- [EXERCISE BRIEF] The expected output is the complete data, reproduced exactly.

- [RAW DATA]
BEGIN

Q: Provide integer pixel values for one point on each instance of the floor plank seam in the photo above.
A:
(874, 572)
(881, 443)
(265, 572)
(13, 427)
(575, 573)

END

- [THE ANSWER]
Q: Provide integer pixel values for one point on each instance of the floor plank seam in the photo above.
A:
(874, 572)
(881, 443)
(265, 572)
(13, 427)
(575, 573)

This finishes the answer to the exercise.